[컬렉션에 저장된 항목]
━━━━━━━━━━━━━━━━━━━━

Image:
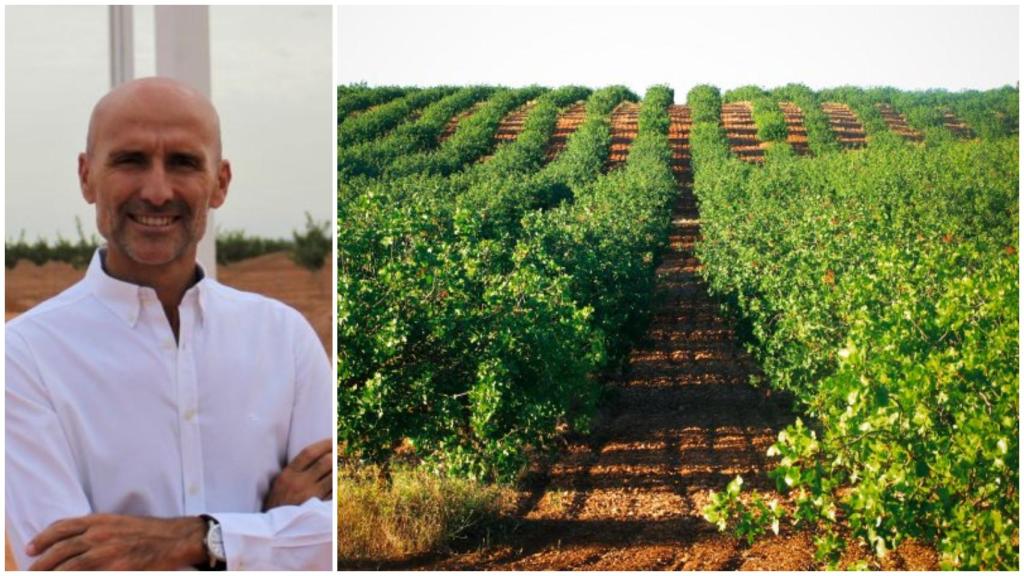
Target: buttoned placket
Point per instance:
(192, 447)
(181, 362)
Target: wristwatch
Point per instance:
(214, 544)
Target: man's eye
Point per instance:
(128, 160)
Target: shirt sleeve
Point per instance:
(41, 483)
(292, 537)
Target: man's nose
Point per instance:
(157, 189)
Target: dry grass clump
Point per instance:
(413, 512)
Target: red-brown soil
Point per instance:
(683, 421)
(453, 123)
(897, 123)
(567, 123)
(624, 130)
(510, 126)
(849, 132)
(271, 275)
(737, 119)
(955, 125)
(797, 133)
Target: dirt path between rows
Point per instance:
(684, 421)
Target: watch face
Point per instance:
(215, 542)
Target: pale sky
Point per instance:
(270, 80)
(908, 47)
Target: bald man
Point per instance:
(155, 418)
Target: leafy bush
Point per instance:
(311, 248)
(880, 287)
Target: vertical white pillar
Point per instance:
(122, 45)
(183, 53)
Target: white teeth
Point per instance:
(155, 220)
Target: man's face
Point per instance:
(153, 170)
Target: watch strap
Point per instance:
(215, 564)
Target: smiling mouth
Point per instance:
(154, 221)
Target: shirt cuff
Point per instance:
(284, 538)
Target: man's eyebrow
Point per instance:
(126, 153)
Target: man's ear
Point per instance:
(223, 180)
(83, 178)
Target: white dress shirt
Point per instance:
(107, 413)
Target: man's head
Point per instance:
(153, 167)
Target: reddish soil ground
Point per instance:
(797, 133)
(271, 275)
(683, 421)
(567, 123)
(453, 124)
(955, 125)
(624, 130)
(737, 119)
(510, 126)
(849, 132)
(897, 123)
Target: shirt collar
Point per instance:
(125, 299)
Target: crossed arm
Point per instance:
(124, 542)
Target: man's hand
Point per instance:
(305, 477)
(119, 542)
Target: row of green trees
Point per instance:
(988, 115)
(479, 305)
(881, 287)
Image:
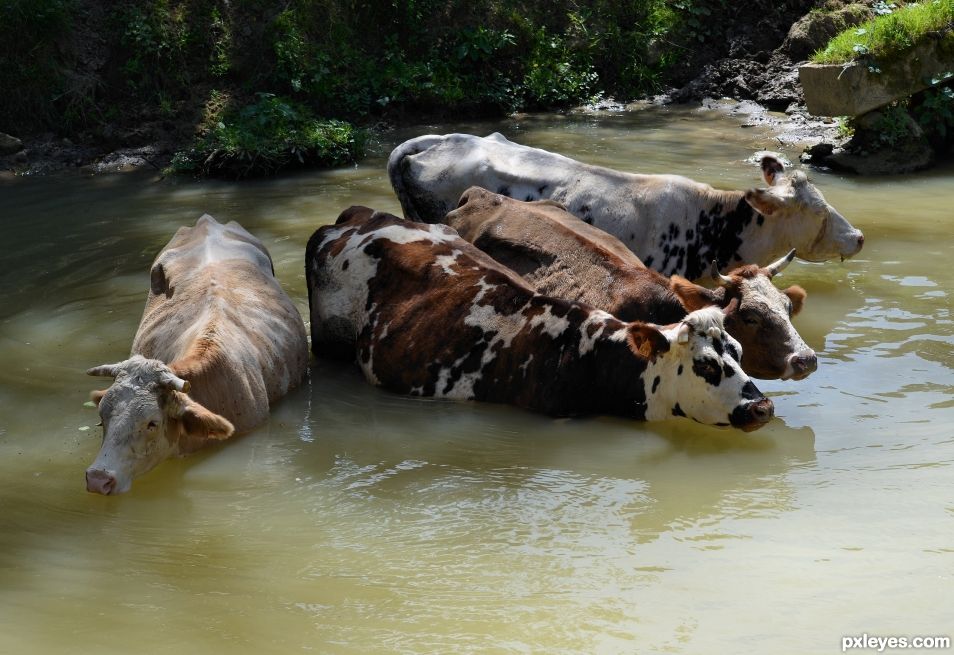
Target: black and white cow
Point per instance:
(673, 224)
(426, 313)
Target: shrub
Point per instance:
(271, 134)
(890, 33)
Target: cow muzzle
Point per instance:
(800, 365)
(855, 243)
(101, 481)
(753, 415)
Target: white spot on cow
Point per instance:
(419, 232)
(446, 261)
(526, 364)
(597, 317)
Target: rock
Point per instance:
(814, 30)
(854, 89)
(9, 145)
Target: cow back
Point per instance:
(218, 316)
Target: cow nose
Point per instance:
(99, 481)
(803, 363)
(763, 410)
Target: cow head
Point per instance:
(799, 212)
(759, 315)
(696, 373)
(145, 414)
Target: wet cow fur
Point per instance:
(562, 256)
(219, 341)
(425, 313)
(673, 224)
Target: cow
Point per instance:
(218, 343)
(425, 313)
(560, 255)
(673, 224)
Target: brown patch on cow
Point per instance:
(199, 422)
(797, 295)
(203, 354)
(763, 201)
(691, 295)
(646, 340)
(158, 283)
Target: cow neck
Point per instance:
(723, 221)
(587, 369)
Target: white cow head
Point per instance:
(800, 213)
(145, 416)
(699, 376)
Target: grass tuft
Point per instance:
(267, 136)
(890, 34)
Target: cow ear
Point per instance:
(797, 295)
(158, 283)
(646, 340)
(200, 422)
(763, 201)
(772, 168)
(692, 296)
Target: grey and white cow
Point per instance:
(675, 225)
(219, 342)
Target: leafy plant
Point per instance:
(935, 112)
(268, 135)
(891, 32)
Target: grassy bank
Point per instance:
(251, 86)
(892, 33)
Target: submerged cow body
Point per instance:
(561, 256)
(219, 341)
(673, 224)
(426, 313)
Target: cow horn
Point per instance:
(778, 266)
(105, 370)
(719, 278)
(174, 382)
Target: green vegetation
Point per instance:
(891, 33)
(256, 86)
(268, 135)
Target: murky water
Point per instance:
(358, 521)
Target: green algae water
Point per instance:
(358, 521)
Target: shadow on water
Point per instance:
(368, 443)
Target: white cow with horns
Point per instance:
(675, 225)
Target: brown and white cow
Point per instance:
(426, 313)
(560, 255)
(219, 341)
(673, 224)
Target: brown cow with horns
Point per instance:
(219, 341)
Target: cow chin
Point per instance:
(753, 415)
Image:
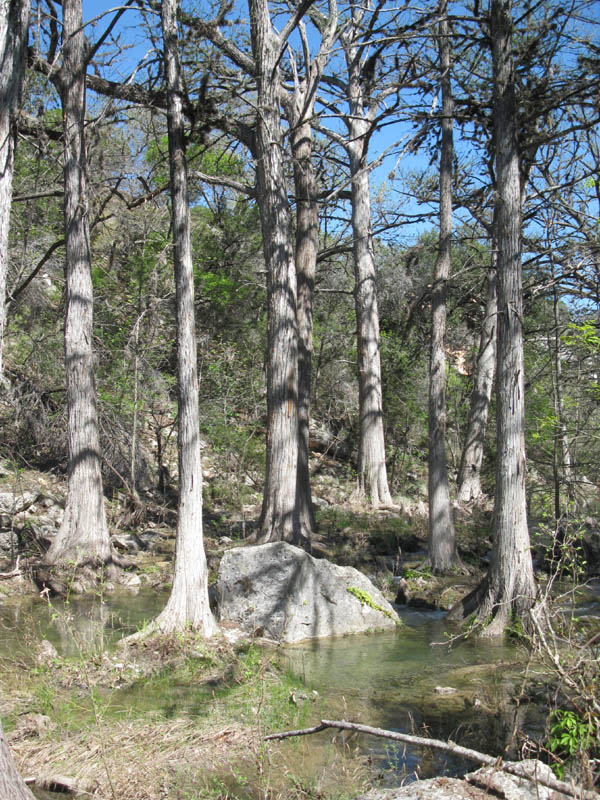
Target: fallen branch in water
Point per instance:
(448, 747)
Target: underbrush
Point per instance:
(173, 716)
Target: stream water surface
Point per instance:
(415, 680)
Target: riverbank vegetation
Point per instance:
(235, 307)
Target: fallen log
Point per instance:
(448, 747)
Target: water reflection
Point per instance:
(403, 681)
(80, 625)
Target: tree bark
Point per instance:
(279, 517)
(188, 604)
(14, 21)
(372, 470)
(508, 591)
(443, 554)
(83, 536)
(307, 246)
(469, 475)
(12, 786)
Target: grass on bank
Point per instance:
(178, 717)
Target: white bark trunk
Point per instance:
(469, 476)
(508, 592)
(12, 786)
(83, 537)
(307, 246)
(188, 604)
(372, 468)
(443, 554)
(14, 20)
(279, 517)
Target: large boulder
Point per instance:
(283, 593)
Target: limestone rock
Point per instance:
(432, 789)
(483, 784)
(511, 787)
(283, 593)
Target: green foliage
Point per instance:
(571, 734)
(366, 600)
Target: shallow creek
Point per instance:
(414, 680)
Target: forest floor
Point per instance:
(178, 717)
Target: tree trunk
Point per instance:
(14, 21)
(372, 471)
(83, 536)
(307, 246)
(188, 605)
(12, 786)
(443, 554)
(563, 462)
(469, 475)
(508, 591)
(279, 517)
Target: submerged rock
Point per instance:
(281, 592)
(487, 782)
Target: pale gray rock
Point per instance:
(512, 787)
(487, 782)
(282, 593)
(432, 789)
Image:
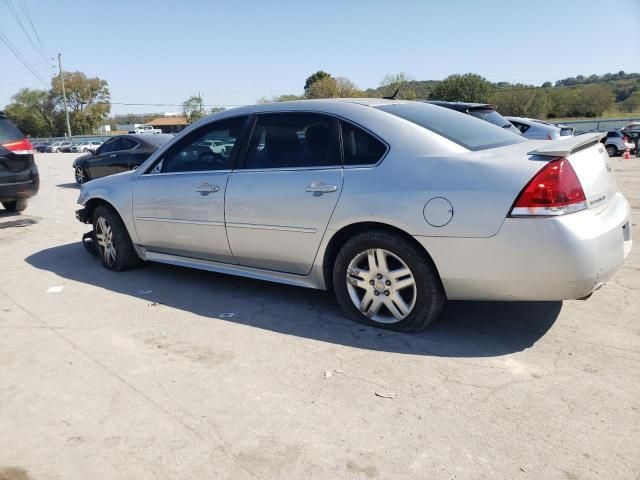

━━━━━━━━━━━━━━━━━━━━

위 데이터에서 "submerged"라는 단어가 들어 있는 줄을 하나도 빠짐없이 그대로 옮겨 보여 주세요.

Target: submerged cow body
Target: submerged rock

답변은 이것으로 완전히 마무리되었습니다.